▸ **Problem**: Filter the listing below for "shirt" and report every line that has it.

▸ **Material for this exercise**:
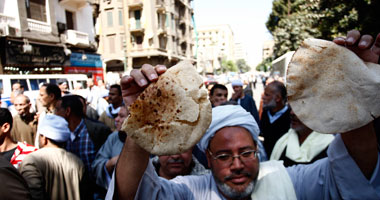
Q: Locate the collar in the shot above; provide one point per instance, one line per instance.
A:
(77, 130)
(277, 115)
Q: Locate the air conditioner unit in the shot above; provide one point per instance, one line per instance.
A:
(6, 30)
(3, 30)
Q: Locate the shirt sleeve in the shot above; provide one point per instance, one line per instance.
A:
(33, 178)
(155, 188)
(98, 166)
(335, 177)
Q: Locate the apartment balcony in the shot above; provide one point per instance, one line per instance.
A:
(78, 4)
(136, 27)
(7, 26)
(137, 47)
(161, 30)
(76, 38)
(160, 6)
(39, 26)
(135, 4)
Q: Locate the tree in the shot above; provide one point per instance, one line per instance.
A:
(265, 65)
(242, 66)
(298, 23)
(292, 21)
(227, 66)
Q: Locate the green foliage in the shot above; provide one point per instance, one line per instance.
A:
(242, 66)
(227, 66)
(265, 65)
(292, 21)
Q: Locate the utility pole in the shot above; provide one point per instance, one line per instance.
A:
(127, 45)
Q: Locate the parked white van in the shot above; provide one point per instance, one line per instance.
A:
(32, 82)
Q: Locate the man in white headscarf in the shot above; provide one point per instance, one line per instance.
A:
(351, 171)
(52, 172)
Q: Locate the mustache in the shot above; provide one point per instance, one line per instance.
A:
(235, 174)
(176, 161)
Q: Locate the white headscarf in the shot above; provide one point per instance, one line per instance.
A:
(55, 128)
(225, 116)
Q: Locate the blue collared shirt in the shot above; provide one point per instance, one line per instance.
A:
(81, 145)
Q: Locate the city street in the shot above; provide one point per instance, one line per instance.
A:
(256, 92)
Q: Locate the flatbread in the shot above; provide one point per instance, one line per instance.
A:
(171, 115)
(331, 89)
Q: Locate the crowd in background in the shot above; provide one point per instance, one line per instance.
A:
(66, 145)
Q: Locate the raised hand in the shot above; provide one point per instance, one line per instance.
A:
(134, 84)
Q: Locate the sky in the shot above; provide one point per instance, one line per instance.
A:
(246, 17)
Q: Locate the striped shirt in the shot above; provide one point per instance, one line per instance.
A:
(81, 145)
(22, 150)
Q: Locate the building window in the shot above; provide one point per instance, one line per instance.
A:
(167, 19)
(36, 9)
(111, 44)
(109, 19)
(122, 42)
(120, 17)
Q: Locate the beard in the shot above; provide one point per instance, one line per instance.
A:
(270, 105)
(232, 193)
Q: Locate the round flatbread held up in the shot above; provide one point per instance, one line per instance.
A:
(331, 89)
(171, 115)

▸ **Reply**:
Q: Locate the shirt sleeve in the shot above; provide one point per instance, one line per instance.
Q: Locate the blue collared shirt in the shot above; provide one point per instance, one line per instance.
Q: Locate the striped shirt in the shot above; provide one point per instance, one line per instance.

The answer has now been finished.